** start of Exercise material **

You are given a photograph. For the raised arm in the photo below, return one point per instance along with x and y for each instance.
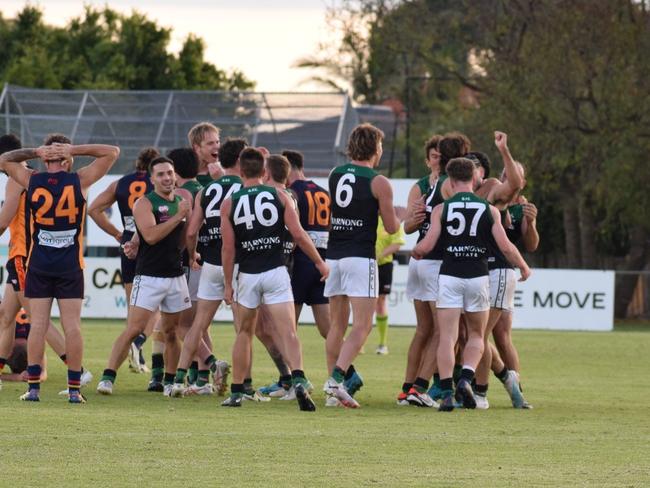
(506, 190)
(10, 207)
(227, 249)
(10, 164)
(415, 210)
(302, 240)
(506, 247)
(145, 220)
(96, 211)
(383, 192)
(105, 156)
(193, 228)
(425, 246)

** end of Exercise material **
** start of Exercise material **

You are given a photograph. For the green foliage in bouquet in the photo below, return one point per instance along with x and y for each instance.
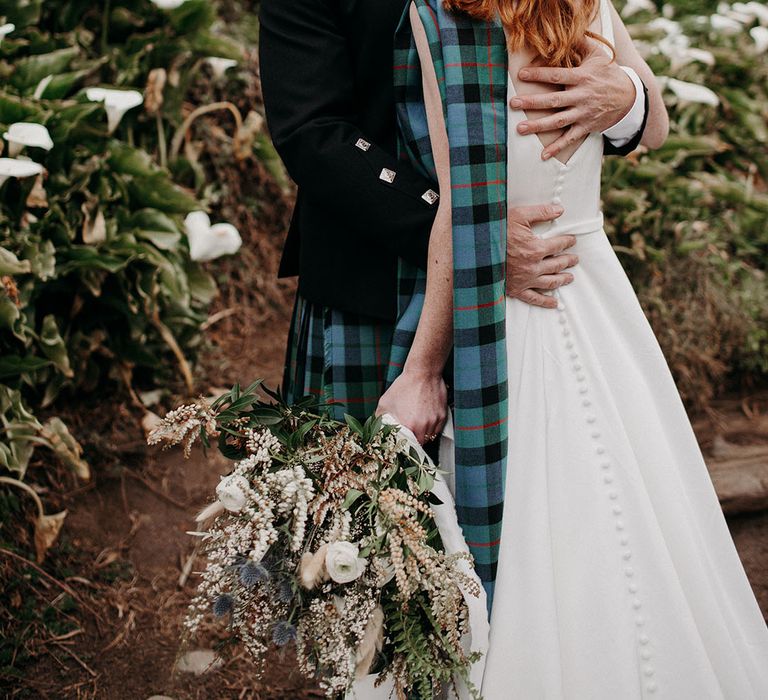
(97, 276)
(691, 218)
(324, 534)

** end of Exercise material **
** start of Exercise material **

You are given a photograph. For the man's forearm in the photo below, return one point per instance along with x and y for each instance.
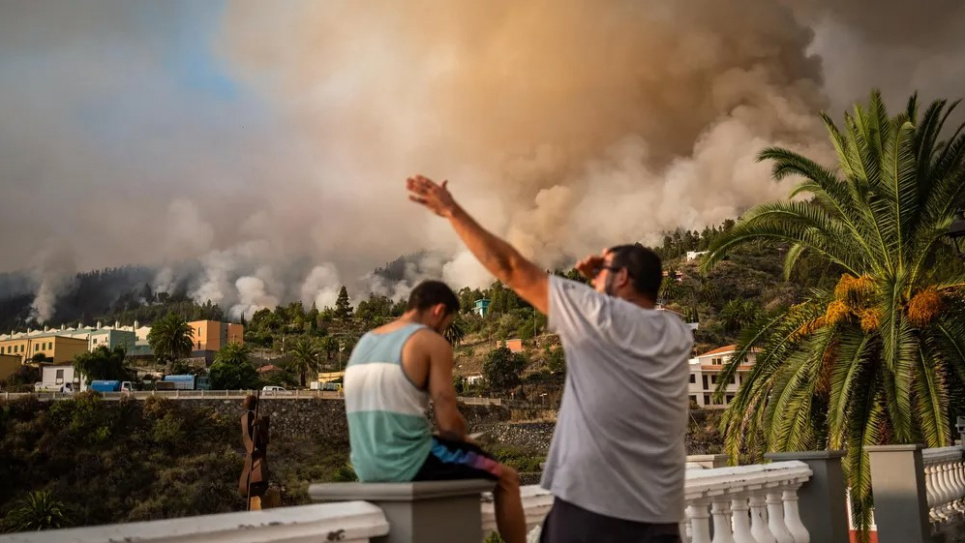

** end of Exercise material **

• Given instruction
Copy out, in full, each line of the records above that contains the word "with".

• Result of the exercise
You are given a photograph. For the raised arm in the photo below, return one point per instance along with x and y for each instance.
You are given a photograph. For the green foliage in bouquet in the photo below, return one point per instance along with x and y for each instance.
You are given a photograph. For the man's forearm in the photo below, return one point per instance along with x and y for each instance.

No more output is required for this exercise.